# Task goal:
Find "Can you find the girl" and "Can you find the building" in the records below. Copy the lines holding them and every line between, exactly, and no others.
----------------
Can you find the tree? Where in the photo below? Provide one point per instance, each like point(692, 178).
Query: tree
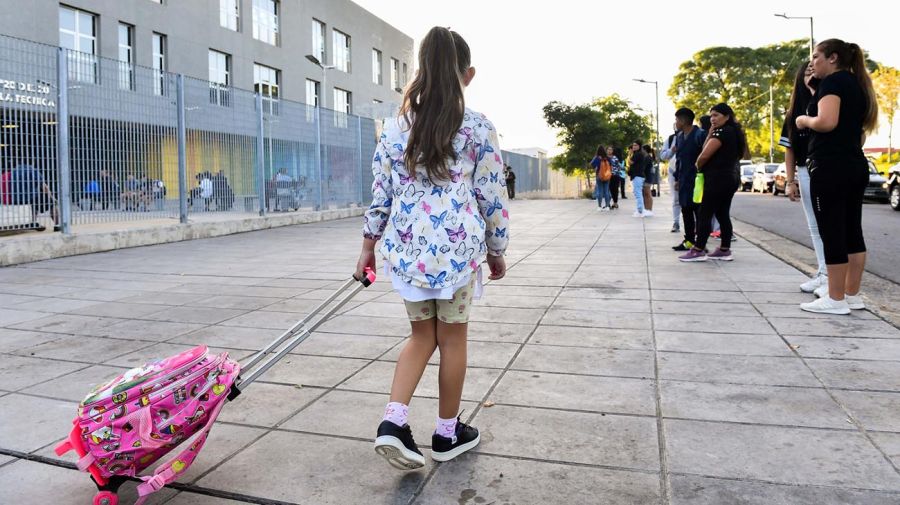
point(609, 121)
point(887, 89)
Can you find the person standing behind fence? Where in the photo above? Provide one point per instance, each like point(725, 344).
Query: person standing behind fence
point(510, 182)
point(843, 111)
point(724, 148)
point(602, 175)
point(439, 203)
point(796, 143)
point(669, 154)
point(639, 169)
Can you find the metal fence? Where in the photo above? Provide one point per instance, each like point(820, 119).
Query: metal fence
point(100, 140)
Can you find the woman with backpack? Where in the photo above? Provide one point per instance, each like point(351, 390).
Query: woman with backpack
point(603, 174)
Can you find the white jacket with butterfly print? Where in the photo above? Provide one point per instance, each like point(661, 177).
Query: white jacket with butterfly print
point(438, 232)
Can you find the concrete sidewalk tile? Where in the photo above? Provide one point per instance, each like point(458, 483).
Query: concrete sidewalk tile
point(605, 305)
point(31, 482)
point(377, 378)
point(752, 404)
point(385, 327)
point(480, 479)
point(835, 326)
point(594, 439)
point(234, 302)
point(499, 332)
point(750, 370)
point(201, 315)
point(590, 361)
point(876, 411)
point(592, 337)
point(860, 375)
point(691, 490)
point(877, 349)
point(574, 392)
point(800, 456)
point(713, 323)
point(322, 470)
point(313, 370)
point(597, 319)
point(265, 405)
point(15, 318)
point(722, 343)
point(30, 423)
point(14, 340)
point(75, 386)
point(17, 372)
point(479, 354)
point(369, 409)
point(347, 346)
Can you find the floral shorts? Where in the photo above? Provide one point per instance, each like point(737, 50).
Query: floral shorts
point(454, 311)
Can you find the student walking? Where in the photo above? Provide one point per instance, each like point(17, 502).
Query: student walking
point(843, 110)
point(440, 206)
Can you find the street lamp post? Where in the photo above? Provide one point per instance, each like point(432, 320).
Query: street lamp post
point(811, 39)
point(656, 86)
point(320, 204)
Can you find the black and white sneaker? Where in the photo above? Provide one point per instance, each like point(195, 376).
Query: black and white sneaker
point(396, 445)
point(445, 449)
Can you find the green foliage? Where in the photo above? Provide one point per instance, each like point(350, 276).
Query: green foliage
point(609, 121)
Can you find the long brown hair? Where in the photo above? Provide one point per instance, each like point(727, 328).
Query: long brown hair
point(434, 105)
point(850, 57)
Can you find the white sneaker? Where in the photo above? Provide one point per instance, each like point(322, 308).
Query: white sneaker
point(855, 302)
point(826, 305)
point(813, 283)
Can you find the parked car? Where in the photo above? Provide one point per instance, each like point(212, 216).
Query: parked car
point(876, 190)
point(746, 177)
point(779, 184)
point(893, 186)
point(763, 177)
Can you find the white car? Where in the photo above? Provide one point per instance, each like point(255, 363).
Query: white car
point(764, 177)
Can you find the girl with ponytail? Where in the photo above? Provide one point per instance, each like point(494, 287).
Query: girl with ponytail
point(439, 203)
point(842, 112)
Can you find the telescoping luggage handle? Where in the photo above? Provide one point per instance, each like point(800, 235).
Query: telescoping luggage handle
point(299, 332)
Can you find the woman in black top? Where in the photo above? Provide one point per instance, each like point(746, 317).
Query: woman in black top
point(843, 110)
point(796, 143)
point(724, 148)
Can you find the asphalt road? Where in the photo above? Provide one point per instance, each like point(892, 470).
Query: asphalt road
point(881, 226)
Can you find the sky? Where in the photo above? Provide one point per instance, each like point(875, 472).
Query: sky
point(528, 53)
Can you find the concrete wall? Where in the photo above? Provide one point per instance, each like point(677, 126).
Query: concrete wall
point(192, 29)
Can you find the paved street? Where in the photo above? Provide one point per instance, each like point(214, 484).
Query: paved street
point(881, 226)
point(615, 374)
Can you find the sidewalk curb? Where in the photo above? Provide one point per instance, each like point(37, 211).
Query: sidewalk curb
point(880, 294)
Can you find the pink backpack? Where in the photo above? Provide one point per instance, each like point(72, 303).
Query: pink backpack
point(125, 426)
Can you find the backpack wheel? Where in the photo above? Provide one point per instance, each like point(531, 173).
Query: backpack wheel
point(106, 498)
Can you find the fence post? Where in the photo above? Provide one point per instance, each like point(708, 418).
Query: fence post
point(62, 143)
point(260, 158)
point(182, 149)
point(361, 158)
point(319, 198)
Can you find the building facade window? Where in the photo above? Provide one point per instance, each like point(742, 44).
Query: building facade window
point(159, 64)
point(265, 21)
point(376, 68)
point(219, 78)
point(395, 73)
point(266, 83)
point(341, 51)
point(126, 56)
point(319, 40)
point(78, 33)
point(230, 14)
----------------
# Expected output:
Can you find the girl with ponytail? Where in the photo above? Provide one point per instance, each like point(494, 287).
Query: girl with ponytail
point(439, 203)
point(842, 112)
Can you find the telescoping luggage handle? Where in the photo above? Provide one point per instance, each like point(800, 235).
Query: telescoping luggage handle
point(299, 332)
Can you find the woman in black top? Where in the photo above? Provide one point per instance, each like point(746, 317).
Query: woman in black top
point(843, 110)
point(796, 143)
point(724, 148)
Can you find the asphalt road? Where in the photo above? Provide one point per instance, each like point(892, 470).
Query: asphalt road
point(881, 226)
Can you find the sky? Where in the photo above? Provide one point per instance, each like point(875, 472).
Query: sky
point(528, 53)
Can you find the concrete wall? Where in the photo above? Provide one point per instance, each like point(677, 126).
Query: concrete wall
point(192, 29)
Can you find the paved street? Where in the photo above? Provide one point per instance, each like point(214, 484).
Query: paved street
point(881, 226)
point(615, 374)
Can you find the sidewalk curb? Where in the photo above? Provide one point per instance, each like point(37, 211).
Query: sidewalk curb
point(880, 294)
Can you find the pink backpack? Where in the photo above? Provide one point per instance, each like point(72, 303).
Query: pink backpack
point(125, 426)
Can you find the backpack wheel? Where in the photo above? Provide one point per instance, each like point(531, 173).
Query: backpack wheel
point(106, 498)
Can you find the fence post? Where in the photo above? Provide one point per instance, each like point(708, 418).
Query: fence post
point(62, 143)
point(260, 158)
point(182, 149)
point(361, 158)
point(319, 198)
Can you find the building facade window? Where in the photo above? Provide one point per instance, each like point(742, 44).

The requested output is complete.